■ What needs to be done ■
Your reply should reproduce all the data below exactly while excluding the pictures.

■ Given information ■
- - - -

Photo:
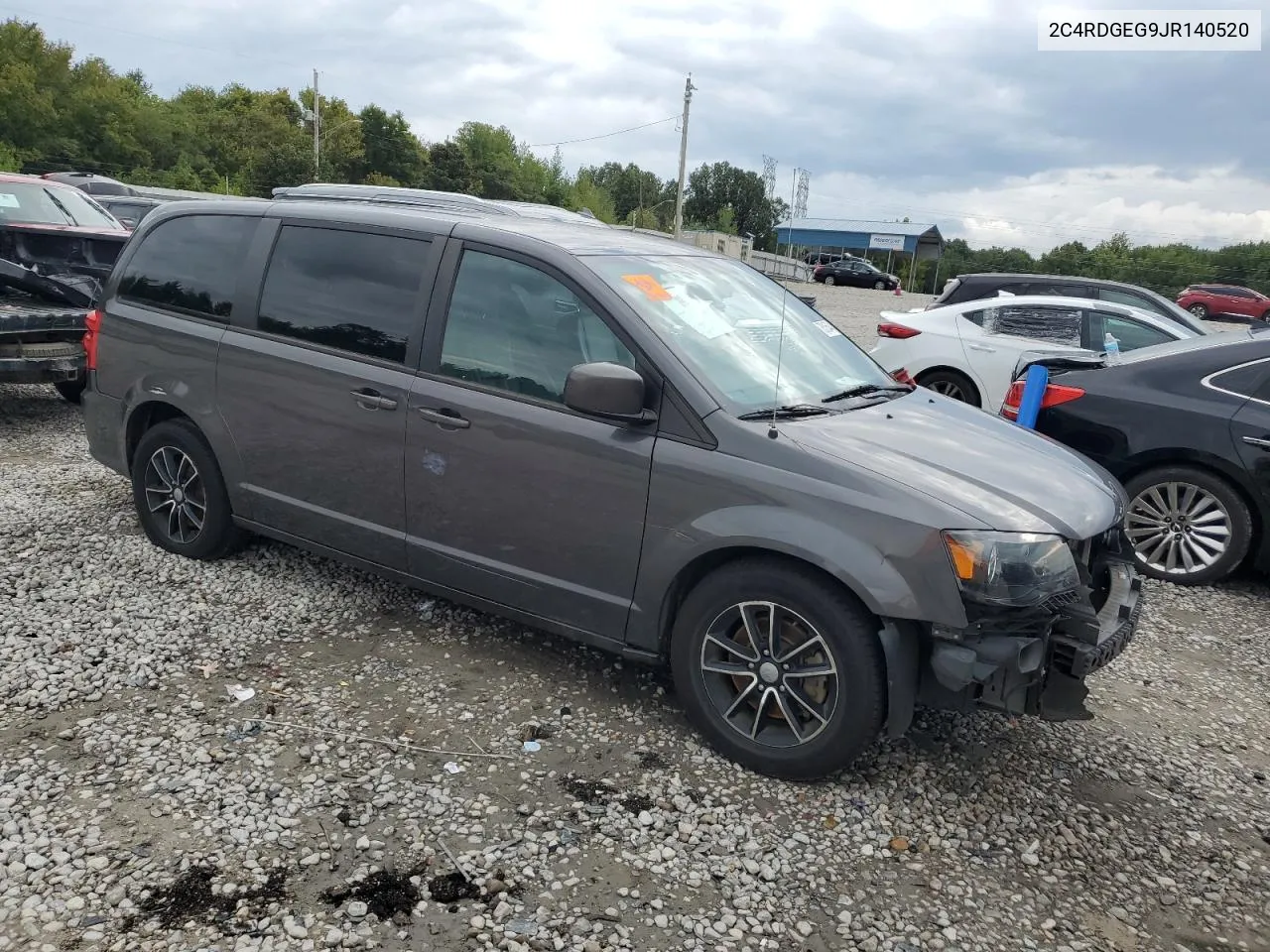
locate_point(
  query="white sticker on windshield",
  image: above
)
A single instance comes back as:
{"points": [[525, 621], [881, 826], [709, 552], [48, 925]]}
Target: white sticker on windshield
{"points": [[699, 316]]}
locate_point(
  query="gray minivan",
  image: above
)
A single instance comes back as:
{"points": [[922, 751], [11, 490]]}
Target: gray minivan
{"points": [[633, 442]]}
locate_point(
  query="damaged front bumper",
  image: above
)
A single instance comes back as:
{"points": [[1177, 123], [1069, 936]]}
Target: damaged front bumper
{"points": [[1035, 660]]}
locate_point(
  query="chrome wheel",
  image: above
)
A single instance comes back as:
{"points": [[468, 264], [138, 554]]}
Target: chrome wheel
{"points": [[770, 674], [1178, 529], [948, 388], [175, 494]]}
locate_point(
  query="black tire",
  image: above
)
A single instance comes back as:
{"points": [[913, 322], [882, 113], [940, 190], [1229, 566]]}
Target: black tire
{"points": [[168, 529], [1194, 531], [952, 385], [71, 390], [848, 633]]}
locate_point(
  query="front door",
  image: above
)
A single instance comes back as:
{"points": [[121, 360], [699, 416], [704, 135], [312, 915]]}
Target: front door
{"points": [[314, 393], [1250, 426], [511, 495]]}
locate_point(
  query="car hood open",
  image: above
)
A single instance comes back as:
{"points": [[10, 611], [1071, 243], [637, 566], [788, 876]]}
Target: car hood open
{"points": [[993, 471]]}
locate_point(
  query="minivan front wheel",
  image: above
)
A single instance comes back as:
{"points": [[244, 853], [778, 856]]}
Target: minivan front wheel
{"points": [[780, 669], [180, 493]]}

- - - -

■ Expected answer ■
Photo:
locate_point(
  query="white sticker on windshield",
  image: above
)
A single instance comes back as:
{"points": [[525, 621], [881, 826], [709, 552], [48, 925]]}
Target: white sticker on windshield
{"points": [[699, 316]]}
locate_point(
  query="gray minivan",
  image: above
)
A single instance comes back as:
{"points": [[922, 751], [11, 490]]}
Target: gray minivan
{"points": [[633, 442]]}
locate_point(
  query="damaged front bumper",
  image: above
)
A single instance comes back as:
{"points": [[1177, 123], [1069, 936]]}
Target: damaged front bumper
{"points": [[1035, 660]]}
locate_point(
  query="chrome wheel",
  image: above
)
A single instance comes back as:
{"points": [[468, 264], [138, 554]]}
Target: chrome wheel
{"points": [[770, 674], [1178, 529], [948, 388], [175, 494]]}
locate_point(
  query="black tire",
  image: above
)
A single instance comes back as:
{"points": [[913, 322], [882, 113], [940, 190], [1229, 566]]}
Target: black tire
{"points": [[168, 529], [1194, 531], [952, 385], [71, 390], [848, 633]]}
locate_point(
  query="front door",
  image: above
)
A single instance comes back as:
{"points": [[121, 360], [699, 416], [704, 135], [312, 915]]}
Target: front door
{"points": [[314, 393], [1250, 426], [511, 495]]}
locate_point(
  query="car hood open",
  image: above
)
A single instance comes back as:
{"points": [[10, 611], [1071, 243], [637, 566], [788, 876]]}
Target: car hood open
{"points": [[993, 471]]}
locate_point(
  query="minivan front wheel",
  image: above
)
A single instance comes back as:
{"points": [[244, 853], [778, 856]]}
Target: minivan front wheel
{"points": [[780, 669], [180, 493]]}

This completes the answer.